-- What you need to do --
Copy out the records below word for word, starting at the line that contains "of the electrical" and stopping after the line that contains "[(579, 233)]".
--- start Dataset records ---
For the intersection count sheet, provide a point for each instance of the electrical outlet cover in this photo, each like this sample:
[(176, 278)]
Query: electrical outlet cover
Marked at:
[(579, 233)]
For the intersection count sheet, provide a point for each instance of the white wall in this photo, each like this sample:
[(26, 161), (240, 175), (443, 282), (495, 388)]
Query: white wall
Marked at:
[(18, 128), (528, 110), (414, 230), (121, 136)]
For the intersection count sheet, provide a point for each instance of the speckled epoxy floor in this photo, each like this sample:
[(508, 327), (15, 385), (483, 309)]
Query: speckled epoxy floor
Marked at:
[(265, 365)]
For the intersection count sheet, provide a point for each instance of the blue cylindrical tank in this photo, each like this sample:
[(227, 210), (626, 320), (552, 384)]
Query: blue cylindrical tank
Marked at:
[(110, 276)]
--- end Dataset records ---
--- start Dataset records ---
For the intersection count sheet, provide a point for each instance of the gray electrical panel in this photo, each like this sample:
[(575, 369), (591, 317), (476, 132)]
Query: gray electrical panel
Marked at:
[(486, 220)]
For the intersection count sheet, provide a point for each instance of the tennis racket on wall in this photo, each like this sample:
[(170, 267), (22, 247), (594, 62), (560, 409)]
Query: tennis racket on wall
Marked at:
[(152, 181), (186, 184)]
--- end Dataset records ---
-- Output below --
For the intersection count sheet, provide a point for each instance of the electrical outlet cover in this photo, each like this sample:
[(176, 278)]
Query: electrical outlet cover
Marked at:
[(579, 233)]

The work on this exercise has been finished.